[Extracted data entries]
....................
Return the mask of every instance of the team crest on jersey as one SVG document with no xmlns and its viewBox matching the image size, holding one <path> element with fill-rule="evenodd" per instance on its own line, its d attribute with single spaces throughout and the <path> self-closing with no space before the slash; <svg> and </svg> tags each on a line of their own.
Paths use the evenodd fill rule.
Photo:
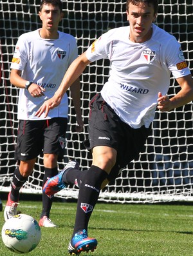
<svg viewBox="0 0 193 256">
<path fill-rule="evenodd" d="M 81 202 L 80 207 L 86 213 L 91 212 L 93 209 L 93 206 L 92 205 L 85 202 Z"/>
<path fill-rule="evenodd" d="M 156 52 L 150 50 L 143 50 L 143 55 L 146 59 L 147 63 L 152 62 L 156 57 Z"/>
<path fill-rule="evenodd" d="M 62 137 L 60 137 L 59 138 L 59 143 L 60 144 L 62 148 L 64 148 L 65 146 L 66 146 L 66 139 L 65 138 L 62 138 Z"/>
<path fill-rule="evenodd" d="M 59 50 L 57 50 L 57 55 L 60 59 L 63 59 L 64 57 L 66 55 L 66 51 L 59 51 Z"/>
</svg>

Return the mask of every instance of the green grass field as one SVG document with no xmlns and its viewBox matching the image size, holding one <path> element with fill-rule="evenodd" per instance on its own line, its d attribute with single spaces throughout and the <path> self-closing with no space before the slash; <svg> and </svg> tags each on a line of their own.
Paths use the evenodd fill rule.
<svg viewBox="0 0 193 256">
<path fill-rule="evenodd" d="M 3 201 L 5 205 L 5 201 Z M 39 221 L 41 202 L 22 201 L 19 210 Z M 68 255 L 76 203 L 55 202 L 51 219 L 55 228 L 42 228 L 39 246 L 31 256 Z M 0 212 L 1 230 L 4 224 Z M 96 204 L 89 235 L 98 240 L 93 256 L 193 255 L 193 207 L 169 204 Z M 0 241 L 0 255 L 17 255 Z"/>
</svg>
....................
**What is asked:**
Express the material above as a two-column CSV with the headers input and output, giving one row for each text and its answer. Put each in a single quoted field with line breaks turned into spaces, and leave out the pictures.

**Complete output:**
input,output
"Return the mask of every instance of the team crest on jersey as one SVG document with no xmlns and its viewBox matching the image size, holding one <path> element with fill-rule=""evenodd"" per instance on its own line, its d attribute with single spaces throughout and the <path> self-closing with no space before the slash; <svg> and </svg> tags each on a line of their own. Paths use the evenodd fill rule. Photo:","<svg viewBox=""0 0 193 256""> <path fill-rule=""evenodd"" d=""M 81 202 L 80 207 L 86 213 L 91 212 L 93 209 L 93 206 L 92 205 L 85 202 Z""/> <path fill-rule=""evenodd"" d=""M 156 52 L 150 50 L 143 50 L 143 55 L 146 59 L 147 63 L 152 62 L 156 57 Z""/> <path fill-rule=""evenodd"" d=""M 62 137 L 60 137 L 59 138 L 59 143 L 60 144 L 62 148 L 64 148 L 65 146 L 66 146 L 66 139 L 65 138 L 62 138 Z""/> <path fill-rule=""evenodd"" d=""M 59 50 L 57 50 L 57 55 L 60 59 L 63 59 L 64 57 L 66 55 L 66 51 L 59 51 Z""/> </svg>"
"Return the mask of every instance of the green grass field as one SVG document with no xmlns and its viewBox matching the image size, holding one <path> element with fill-rule=""evenodd"" per instance on its own line, its d attribute with single spaces throughout and the <path> self-closing with no space before the slash; <svg> and </svg> tags each on a line of their own. Paths use the evenodd fill rule.","<svg viewBox=""0 0 193 256""> <path fill-rule=""evenodd"" d=""M 3 201 L 5 205 L 5 201 Z M 39 221 L 41 202 L 22 201 L 19 210 Z M 68 255 L 76 203 L 55 202 L 51 219 L 55 228 L 42 228 L 39 246 L 31 256 Z M 0 212 L 1 230 L 4 224 Z M 96 204 L 89 235 L 98 240 L 93 256 L 193 255 L 193 207 L 169 204 Z M 0 241 L 0 255 L 17 255 Z""/> </svg>"